**Document section:**
Location
- Country: Democratic Republic of the Congo
- Metropolitan: Mbandaka-Bikoro

Statistics
- Area: 70,000 km^{2} (27,000 sq mi)
- PopulationTotal; Catholics;: (as of 2004); 1,400,000; 767,232 (54.8%);

Information
- Rite: Latin Rite

Current leadership
- Pope: Leo XIV
- Bishop: Joseph-Bernard Likolo Bokal'Etumba
- Bishops emeritus: Ernest Ngboko Ngombe C.I.C.M.

= Roman Catholic Diocese of Lisala =

Roman Catholic diocese in the Democratic Republic of the Congo

The Roman Catholic Diocese of Lisala (Lisalaën(sis)) is a Latin Catholic diocese in the ecclesiastical province of Mbandaka-Bikoro in the Democratic Republic of the Congo, named after its see, located in the city of Lisala.

(Some records)
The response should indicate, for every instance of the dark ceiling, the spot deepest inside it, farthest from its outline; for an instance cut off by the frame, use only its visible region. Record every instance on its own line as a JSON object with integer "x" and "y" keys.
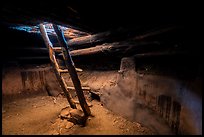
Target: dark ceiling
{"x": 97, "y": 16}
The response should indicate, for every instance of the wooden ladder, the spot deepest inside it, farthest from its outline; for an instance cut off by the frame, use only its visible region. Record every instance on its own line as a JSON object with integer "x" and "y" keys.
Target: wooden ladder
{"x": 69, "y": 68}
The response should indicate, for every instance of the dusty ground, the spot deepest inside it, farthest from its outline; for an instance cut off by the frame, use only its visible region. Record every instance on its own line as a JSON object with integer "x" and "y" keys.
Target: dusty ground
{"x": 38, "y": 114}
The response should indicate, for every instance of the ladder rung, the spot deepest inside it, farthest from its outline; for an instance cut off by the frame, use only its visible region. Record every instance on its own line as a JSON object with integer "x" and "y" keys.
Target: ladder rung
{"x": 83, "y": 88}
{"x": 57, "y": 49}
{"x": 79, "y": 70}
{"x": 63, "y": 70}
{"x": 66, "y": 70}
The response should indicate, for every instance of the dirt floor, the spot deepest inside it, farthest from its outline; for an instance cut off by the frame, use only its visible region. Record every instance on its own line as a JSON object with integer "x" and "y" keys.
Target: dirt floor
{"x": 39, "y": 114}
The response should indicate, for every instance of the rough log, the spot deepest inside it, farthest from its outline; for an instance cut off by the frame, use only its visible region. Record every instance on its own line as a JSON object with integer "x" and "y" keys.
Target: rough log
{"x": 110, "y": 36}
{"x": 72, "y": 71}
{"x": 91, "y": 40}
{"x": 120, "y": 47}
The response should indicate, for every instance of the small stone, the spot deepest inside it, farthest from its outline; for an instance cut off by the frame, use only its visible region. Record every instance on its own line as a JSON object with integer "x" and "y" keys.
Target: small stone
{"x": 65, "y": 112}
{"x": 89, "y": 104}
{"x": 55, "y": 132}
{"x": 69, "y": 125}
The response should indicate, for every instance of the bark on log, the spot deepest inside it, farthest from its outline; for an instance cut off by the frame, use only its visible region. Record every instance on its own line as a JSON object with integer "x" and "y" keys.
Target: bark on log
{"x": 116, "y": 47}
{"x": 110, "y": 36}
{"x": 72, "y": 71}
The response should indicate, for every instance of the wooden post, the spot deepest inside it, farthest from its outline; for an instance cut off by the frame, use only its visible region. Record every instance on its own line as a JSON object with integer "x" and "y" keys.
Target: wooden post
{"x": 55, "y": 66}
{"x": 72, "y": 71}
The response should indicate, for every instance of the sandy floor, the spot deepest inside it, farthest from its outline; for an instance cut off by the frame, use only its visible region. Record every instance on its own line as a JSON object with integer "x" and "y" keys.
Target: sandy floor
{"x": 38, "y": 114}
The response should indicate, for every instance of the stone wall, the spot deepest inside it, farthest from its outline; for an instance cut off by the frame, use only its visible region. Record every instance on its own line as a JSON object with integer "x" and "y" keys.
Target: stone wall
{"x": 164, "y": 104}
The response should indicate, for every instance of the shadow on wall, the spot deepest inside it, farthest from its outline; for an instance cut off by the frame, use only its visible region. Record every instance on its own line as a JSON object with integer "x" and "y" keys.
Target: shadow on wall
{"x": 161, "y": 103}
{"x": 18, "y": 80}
--
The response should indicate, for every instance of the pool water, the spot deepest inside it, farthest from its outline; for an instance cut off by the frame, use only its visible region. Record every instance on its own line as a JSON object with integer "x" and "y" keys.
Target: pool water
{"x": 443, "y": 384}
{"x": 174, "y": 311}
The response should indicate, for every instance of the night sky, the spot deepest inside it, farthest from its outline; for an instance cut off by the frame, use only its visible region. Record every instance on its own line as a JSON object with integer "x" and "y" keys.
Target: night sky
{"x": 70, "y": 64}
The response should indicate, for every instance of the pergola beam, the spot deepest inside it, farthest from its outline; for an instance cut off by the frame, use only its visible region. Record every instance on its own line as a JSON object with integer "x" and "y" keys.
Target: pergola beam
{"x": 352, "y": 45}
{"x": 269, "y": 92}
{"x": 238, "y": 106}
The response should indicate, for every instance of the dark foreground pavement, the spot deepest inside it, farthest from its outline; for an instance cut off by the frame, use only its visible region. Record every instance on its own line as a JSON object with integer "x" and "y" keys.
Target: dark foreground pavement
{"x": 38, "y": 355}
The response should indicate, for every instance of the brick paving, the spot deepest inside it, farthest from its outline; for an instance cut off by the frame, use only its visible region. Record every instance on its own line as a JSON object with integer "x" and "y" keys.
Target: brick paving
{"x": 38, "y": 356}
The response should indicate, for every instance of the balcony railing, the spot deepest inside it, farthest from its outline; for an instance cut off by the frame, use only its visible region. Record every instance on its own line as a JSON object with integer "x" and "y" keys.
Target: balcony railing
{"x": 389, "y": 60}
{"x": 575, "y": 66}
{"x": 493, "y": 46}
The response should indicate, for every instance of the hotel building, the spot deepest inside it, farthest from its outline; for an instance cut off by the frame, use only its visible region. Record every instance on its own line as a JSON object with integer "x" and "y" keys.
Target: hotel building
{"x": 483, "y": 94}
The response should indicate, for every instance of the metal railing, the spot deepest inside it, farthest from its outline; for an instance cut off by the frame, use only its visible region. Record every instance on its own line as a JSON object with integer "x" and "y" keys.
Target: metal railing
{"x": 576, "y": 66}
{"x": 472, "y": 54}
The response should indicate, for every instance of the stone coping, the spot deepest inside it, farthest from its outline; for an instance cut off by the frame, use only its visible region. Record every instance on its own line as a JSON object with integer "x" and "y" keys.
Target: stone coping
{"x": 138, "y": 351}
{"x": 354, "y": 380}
...
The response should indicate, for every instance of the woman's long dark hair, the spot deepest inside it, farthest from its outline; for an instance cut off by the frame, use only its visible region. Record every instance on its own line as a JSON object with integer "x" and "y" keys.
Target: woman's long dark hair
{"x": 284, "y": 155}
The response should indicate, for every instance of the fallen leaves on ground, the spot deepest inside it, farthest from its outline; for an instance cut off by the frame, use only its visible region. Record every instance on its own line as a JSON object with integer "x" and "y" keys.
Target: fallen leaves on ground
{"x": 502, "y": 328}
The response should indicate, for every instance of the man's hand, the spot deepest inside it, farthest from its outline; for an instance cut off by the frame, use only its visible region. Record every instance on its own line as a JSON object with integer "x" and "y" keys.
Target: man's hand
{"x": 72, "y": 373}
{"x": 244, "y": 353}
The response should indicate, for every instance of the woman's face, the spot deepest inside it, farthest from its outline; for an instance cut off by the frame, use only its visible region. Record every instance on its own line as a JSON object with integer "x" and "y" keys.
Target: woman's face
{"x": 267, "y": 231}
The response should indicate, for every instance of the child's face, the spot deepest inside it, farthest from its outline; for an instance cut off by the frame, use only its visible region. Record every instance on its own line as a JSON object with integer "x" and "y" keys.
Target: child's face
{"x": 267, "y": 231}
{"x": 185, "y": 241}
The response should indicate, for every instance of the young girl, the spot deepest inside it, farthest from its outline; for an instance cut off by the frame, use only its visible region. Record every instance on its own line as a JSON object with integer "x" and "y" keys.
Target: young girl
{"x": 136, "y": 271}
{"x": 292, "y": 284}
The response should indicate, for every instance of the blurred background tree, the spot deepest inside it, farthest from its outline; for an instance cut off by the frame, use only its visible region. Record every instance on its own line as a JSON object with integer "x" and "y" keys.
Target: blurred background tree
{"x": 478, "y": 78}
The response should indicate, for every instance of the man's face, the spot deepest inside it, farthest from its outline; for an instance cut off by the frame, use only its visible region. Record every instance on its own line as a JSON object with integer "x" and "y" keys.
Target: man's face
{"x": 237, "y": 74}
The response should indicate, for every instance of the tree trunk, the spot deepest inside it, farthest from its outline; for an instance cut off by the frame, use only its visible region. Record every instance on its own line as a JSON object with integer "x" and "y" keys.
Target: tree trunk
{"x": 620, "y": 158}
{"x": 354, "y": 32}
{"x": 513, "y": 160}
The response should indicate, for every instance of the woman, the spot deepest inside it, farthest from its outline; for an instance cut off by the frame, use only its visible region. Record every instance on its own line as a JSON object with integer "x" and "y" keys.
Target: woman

**What is asked:**
a: Answer these questions using the Lisala diocese entry:
(i) Which rite does the diocese follow?
(ii) Who is named as the current bishop?
(iii) In which city is the see located?
b: Copy the passage from the Lisala diocese entry starting with "Roman Catholic diocese in" and going on through "city of Lisala.".
The rows are separate material, apart from the Lisala diocese entry.

**Solutions below:**
a:
(i) The Latin Rite.
(ii) Joseph-Bernard Likolo Bokal'Etumba.
(iii) Lisala.

b:
Roman Catholic diocese in the Democratic Republic of the Congo

The Roman Catholic Diocese of Lisala (Lisalaën(sis)) is a Latin Catholic diocese in the ecclesiastical province of Mbandaka-Bikoro in the Democratic Republic of the Congo, named after its see, located in the city of Lisala.